Lay out each line of the records below as a row of a Markdown table with the columns "No." and "Text", numbering the rows in order and leaving out blank lines.

Collected data:
☆ ☆ ☆ ☆ ☆

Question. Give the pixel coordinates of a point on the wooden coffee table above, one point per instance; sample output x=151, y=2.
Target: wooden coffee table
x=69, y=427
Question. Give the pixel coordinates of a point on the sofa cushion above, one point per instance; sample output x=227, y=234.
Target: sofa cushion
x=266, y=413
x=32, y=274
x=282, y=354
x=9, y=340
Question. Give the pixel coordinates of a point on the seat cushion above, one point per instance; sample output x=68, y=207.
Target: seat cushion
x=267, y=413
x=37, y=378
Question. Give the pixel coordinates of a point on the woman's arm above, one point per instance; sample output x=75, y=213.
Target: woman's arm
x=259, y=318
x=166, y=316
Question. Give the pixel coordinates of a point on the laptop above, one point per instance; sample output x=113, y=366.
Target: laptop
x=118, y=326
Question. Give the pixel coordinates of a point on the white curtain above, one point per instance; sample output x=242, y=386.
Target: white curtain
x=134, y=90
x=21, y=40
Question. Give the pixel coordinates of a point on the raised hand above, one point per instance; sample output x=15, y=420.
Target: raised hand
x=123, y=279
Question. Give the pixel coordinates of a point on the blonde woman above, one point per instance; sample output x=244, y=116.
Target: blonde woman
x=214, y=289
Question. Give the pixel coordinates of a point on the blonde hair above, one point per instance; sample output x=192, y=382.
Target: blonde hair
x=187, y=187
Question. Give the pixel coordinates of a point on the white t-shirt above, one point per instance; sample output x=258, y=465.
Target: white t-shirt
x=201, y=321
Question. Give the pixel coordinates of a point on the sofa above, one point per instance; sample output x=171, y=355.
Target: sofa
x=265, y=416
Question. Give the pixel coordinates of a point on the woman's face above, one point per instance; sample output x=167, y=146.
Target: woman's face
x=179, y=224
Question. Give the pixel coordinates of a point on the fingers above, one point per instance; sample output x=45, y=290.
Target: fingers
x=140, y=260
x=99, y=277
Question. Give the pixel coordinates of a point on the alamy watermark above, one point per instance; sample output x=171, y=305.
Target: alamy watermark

☆ ☆ ☆ ☆ ☆

Answer to the task:
| No. | Text |
|---|---|
| 1 | Question. Give the pixel coordinates of a point on the wooden coffee table above, one point per instance; sample output x=151, y=2. |
| 2 | Target: wooden coffee table |
| 3 | x=69, y=427 |
| 4 | Question. Give the pixel coordinates of a point on the sofa cushion above, one point per instance; sample output x=227, y=234. |
| 5 | Target: sofa cushion |
| 6 | x=266, y=413 |
| 7 | x=32, y=274 |
| 8 | x=282, y=354 |
| 9 | x=9, y=340 |
| 10 | Question. Give the pixel coordinates of a point on the seat cushion above, one point per instance; sample output x=68, y=207. |
| 11 | Target: seat cushion |
| 12 | x=267, y=413 |
| 13 | x=37, y=378 |
| 14 | Question. Give the pixel coordinates of a point on the woman's arm above, one point per instance; sample output x=75, y=213. |
| 15 | Target: woman's arm |
| 16 | x=259, y=318 |
| 17 | x=166, y=316 |
| 18 | Question. Give the pixel coordinates of a point on the laptop above, one point per instance; sample output x=113, y=366. |
| 19 | Target: laptop |
| 20 | x=118, y=326 |
| 21 | Question. Give the pixel coordinates of a point on the white curtain above, one point per instance; sample output x=242, y=386. |
| 22 | Target: white curtain |
| 23 | x=134, y=90 |
| 24 | x=21, y=40 |
| 25 | Question. Give the pixel coordinates of a point on the raised hand above, one point per instance; sample output x=15, y=420. |
| 26 | Target: raised hand |
| 27 | x=123, y=279 |
| 28 | Question. Give the pixel coordinates of a point on the blonde woman above, one point per instance; sample output x=244, y=116. |
| 29 | Target: blonde woman |
| 30 | x=214, y=289 |
| 31 | Question. Give the pixel coordinates of a point on the blonde hair above, one point per instance; sample output x=192, y=382. |
| 32 | Target: blonde hair |
| 33 | x=187, y=187 |
| 34 | Question. Give the pixel coordinates of a point on the white t-shirt above, one point per instance; sample output x=258, y=465. |
| 35 | Target: white t-shirt |
| 36 | x=201, y=321 |
| 37 | Question. Give the pixel coordinates of a point on the sofa above, one point per instance; sample output x=171, y=355. |
| 38 | Target: sofa |
| 39 | x=265, y=416 |
| 40 | Question. Give the pixel coordinates of a point on the woman's face above, one point per instance; sample output x=167, y=146. |
| 41 | Target: woman's face |
| 42 | x=179, y=224 |
| 43 | Question. Give the pixel coordinates of a point on the fingers above, one point per instance; sample output x=45, y=290. |
| 44 | Target: fingers |
| 45 | x=140, y=260 |
| 46 | x=99, y=277 |
| 47 | Question. Give the pixel coordinates of a point on the alamy watermark above, one point per instance; sample output x=171, y=305. |
| 48 | Target: alamy watermark |